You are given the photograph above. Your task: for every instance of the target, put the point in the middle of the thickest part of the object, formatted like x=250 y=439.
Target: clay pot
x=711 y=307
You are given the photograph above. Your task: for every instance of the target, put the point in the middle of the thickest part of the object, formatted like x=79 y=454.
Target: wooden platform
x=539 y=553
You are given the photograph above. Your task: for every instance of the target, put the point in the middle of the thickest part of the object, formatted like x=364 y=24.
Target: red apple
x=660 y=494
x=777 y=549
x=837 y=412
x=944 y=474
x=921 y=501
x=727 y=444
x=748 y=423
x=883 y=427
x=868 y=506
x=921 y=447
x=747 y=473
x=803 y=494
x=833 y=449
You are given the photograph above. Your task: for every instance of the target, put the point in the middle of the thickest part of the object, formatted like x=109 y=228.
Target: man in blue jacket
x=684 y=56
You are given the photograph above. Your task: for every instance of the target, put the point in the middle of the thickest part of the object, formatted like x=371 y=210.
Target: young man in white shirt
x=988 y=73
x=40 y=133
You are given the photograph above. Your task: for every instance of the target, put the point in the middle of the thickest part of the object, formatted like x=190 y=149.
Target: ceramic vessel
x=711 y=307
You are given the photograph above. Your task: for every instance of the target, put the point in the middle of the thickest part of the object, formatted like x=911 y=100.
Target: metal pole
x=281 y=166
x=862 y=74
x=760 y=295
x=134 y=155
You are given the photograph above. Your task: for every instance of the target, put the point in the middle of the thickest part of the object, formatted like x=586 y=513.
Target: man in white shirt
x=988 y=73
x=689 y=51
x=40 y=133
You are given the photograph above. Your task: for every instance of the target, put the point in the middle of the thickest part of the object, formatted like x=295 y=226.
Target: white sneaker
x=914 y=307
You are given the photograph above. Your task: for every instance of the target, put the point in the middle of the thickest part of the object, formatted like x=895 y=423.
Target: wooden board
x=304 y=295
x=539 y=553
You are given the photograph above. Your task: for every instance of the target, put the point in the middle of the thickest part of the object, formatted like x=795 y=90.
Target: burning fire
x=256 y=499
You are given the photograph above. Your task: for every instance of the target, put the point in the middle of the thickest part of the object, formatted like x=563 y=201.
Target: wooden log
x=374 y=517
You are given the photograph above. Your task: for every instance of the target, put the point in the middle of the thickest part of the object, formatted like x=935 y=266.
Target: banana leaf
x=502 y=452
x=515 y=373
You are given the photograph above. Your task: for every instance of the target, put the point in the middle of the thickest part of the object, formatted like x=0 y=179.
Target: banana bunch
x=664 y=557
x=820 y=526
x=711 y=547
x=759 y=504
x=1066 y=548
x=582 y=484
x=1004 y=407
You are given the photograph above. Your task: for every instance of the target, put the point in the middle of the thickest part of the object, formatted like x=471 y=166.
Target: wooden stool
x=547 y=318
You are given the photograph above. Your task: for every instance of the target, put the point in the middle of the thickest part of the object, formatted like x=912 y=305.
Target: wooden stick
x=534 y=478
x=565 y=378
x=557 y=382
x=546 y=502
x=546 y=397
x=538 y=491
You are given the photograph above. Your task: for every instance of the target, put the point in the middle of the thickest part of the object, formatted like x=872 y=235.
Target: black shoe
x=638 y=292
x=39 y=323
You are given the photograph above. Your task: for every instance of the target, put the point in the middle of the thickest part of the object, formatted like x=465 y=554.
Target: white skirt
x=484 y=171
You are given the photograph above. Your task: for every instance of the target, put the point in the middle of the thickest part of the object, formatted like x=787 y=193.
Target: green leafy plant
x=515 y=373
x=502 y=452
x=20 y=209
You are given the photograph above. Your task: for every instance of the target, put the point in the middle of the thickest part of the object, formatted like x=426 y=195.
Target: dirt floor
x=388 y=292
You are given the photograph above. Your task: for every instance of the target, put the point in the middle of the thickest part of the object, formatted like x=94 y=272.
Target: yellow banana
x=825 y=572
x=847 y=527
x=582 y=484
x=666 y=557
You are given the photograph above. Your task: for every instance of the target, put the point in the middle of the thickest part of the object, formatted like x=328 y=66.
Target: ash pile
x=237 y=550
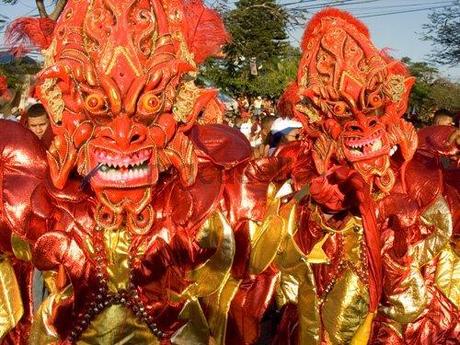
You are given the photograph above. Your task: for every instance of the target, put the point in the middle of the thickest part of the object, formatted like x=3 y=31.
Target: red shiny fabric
x=57 y=221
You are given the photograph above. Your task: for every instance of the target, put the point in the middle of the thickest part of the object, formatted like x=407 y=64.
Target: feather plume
x=27 y=32
x=204 y=30
x=335 y=13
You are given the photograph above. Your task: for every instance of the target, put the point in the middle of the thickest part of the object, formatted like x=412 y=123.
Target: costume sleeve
x=22 y=169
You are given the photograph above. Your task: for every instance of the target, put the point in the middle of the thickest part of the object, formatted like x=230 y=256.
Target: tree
x=444 y=31
x=430 y=92
x=259 y=60
x=54 y=14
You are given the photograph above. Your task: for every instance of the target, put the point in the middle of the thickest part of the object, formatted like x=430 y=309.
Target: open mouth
x=122 y=168
x=363 y=148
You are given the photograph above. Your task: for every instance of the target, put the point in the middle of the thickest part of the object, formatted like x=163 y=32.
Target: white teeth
x=376 y=145
x=393 y=150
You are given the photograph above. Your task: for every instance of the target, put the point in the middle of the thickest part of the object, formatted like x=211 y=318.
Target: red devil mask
x=118 y=86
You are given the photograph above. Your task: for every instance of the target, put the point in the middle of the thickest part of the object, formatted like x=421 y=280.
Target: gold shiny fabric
x=210 y=276
x=117 y=325
x=345 y=308
x=266 y=237
x=11 y=308
x=448 y=275
x=21 y=248
x=117 y=247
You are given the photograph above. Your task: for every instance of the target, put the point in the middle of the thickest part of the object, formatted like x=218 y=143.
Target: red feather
x=204 y=30
x=25 y=32
x=3 y=87
x=331 y=12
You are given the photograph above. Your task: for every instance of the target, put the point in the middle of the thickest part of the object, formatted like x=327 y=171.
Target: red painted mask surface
x=119 y=90
x=350 y=97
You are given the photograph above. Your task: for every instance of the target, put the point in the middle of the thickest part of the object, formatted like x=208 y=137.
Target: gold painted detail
x=108 y=62
x=448 y=275
x=52 y=95
x=267 y=236
x=21 y=248
x=410 y=300
x=287 y=290
x=117 y=325
x=437 y=215
x=363 y=333
x=309 y=310
x=48 y=54
x=311 y=113
x=11 y=308
x=185 y=101
x=117 y=244
x=210 y=276
x=394 y=87
x=43 y=331
x=219 y=305
x=196 y=330
x=345 y=308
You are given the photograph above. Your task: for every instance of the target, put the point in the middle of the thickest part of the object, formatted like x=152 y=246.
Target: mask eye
x=95 y=104
x=375 y=100
x=149 y=104
x=340 y=109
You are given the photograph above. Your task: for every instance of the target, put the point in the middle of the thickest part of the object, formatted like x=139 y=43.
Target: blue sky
x=400 y=32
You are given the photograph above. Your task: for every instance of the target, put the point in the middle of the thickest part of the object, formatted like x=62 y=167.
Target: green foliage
x=258 y=30
x=430 y=92
x=16 y=70
x=444 y=31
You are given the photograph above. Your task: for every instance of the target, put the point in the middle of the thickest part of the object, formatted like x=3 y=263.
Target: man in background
x=443 y=117
x=36 y=119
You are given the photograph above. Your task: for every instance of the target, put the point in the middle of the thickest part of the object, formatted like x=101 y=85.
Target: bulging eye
x=340 y=109
x=149 y=104
x=95 y=103
x=375 y=101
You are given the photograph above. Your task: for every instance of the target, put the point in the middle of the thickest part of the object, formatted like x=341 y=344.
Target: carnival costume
x=376 y=214
x=139 y=214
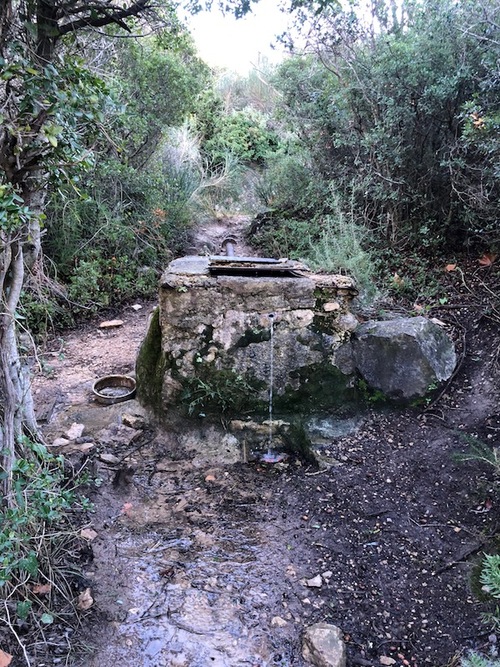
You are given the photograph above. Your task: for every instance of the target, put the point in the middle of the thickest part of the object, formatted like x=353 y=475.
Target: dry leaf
x=85 y=600
x=41 y=589
x=110 y=324
x=88 y=534
x=126 y=508
x=397 y=279
x=5 y=659
x=487 y=259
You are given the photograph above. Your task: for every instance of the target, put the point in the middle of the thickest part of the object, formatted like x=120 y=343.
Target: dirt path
x=199 y=562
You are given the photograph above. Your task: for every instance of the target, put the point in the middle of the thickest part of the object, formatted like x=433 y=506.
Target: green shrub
x=219 y=391
x=244 y=134
x=42 y=498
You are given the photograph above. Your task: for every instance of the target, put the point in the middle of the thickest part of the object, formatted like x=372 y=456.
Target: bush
x=32 y=530
x=244 y=134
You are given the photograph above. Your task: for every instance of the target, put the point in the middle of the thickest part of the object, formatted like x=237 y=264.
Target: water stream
x=271 y=456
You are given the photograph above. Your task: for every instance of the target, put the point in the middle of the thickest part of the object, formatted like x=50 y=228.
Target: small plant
x=474 y=659
x=219 y=391
x=479 y=451
x=36 y=535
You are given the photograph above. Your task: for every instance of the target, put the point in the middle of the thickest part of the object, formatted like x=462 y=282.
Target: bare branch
x=110 y=15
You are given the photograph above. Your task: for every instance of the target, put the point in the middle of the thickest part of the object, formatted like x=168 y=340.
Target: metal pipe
x=229 y=245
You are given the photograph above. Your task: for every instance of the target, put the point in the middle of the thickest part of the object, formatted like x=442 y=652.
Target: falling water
x=271 y=456
x=271 y=383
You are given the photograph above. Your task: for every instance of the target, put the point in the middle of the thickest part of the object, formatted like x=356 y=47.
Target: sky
x=224 y=41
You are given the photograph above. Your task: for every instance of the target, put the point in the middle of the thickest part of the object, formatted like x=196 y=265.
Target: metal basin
x=114 y=389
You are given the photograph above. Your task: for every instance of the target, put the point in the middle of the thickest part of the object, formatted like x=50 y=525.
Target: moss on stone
x=151 y=365
x=256 y=335
x=321 y=387
x=220 y=391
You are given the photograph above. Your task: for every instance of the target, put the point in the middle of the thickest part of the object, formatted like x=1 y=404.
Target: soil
x=197 y=562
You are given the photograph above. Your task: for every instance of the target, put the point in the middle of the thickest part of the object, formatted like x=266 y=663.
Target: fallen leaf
x=487 y=259
x=397 y=279
x=126 y=508
x=75 y=431
x=41 y=589
x=110 y=324
x=85 y=600
x=88 y=534
x=5 y=659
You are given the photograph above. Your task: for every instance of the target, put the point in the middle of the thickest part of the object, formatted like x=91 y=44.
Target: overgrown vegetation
x=374 y=152
x=39 y=536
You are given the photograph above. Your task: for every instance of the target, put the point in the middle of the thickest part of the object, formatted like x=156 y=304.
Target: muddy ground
x=199 y=562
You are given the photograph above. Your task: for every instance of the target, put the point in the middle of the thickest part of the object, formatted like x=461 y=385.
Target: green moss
x=298 y=443
x=250 y=336
x=220 y=391
x=151 y=365
x=321 y=387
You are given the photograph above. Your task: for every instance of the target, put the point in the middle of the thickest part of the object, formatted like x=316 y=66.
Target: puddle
x=201 y=587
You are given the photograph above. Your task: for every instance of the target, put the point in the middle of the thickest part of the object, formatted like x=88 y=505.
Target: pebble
x=314 y=582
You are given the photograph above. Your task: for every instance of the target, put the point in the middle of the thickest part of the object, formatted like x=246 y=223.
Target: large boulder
x=323 y=646
x=404 y=357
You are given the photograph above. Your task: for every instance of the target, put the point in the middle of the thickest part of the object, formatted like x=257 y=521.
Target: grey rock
x=403 y=357
x=323 y=646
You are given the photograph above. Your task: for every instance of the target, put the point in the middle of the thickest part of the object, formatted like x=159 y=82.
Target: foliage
x=479 y=451
x=219 y=391
x=245 y=133
x=289 y=183
x=43 y=498
x=490 y=575
x=112 y=237
x=360 y=102
x=339 y=249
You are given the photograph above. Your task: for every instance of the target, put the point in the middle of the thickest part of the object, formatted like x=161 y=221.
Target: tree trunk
x=12 y=384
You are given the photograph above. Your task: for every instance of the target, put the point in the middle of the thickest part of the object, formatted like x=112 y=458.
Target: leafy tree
x=387 y=111
x=49 y=102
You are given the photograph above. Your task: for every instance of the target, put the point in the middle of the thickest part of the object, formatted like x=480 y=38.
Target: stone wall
x=210 y=346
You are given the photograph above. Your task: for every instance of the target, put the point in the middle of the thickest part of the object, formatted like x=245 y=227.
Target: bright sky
x=224 y=41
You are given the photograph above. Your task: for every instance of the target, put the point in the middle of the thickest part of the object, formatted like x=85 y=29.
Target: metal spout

* **What is being asked**: Copy out, unchanged, the lines above between the line holding "like x=139 y=43." and the line holding "x=375 y=101", inclusive.

* **The solution**:
You are given the photograph above. Your task: for every instance of the target, put the point in the middle of the thickest part of the object, formatted like x=139 y=43.
Target: blue sky
x=400 y=32
You are given the photograph above. Your task: for every instance of the target, put the point in the middle of the thickest part of the object, formatted like x=62 y=167.
Target: green foliage
x=258 y=30
x=430 y=92
x=16 y=70
x=444 y=31
You are given the photograph above. Your task: for every instance of the target, put the point in the middle of the thickest part of the object, formatted like x=3 y=263.
Target: man in background
x=443 y=117
x=36 y=119
You are given the photograph above. Your task: for every instance of the target, put the point in the middle of the thickest part of the object, formatted like x=101 y=85.
Target: bulging eye
x=340 y=109
x=149 y=104
x=95 y=103
x=375 y=101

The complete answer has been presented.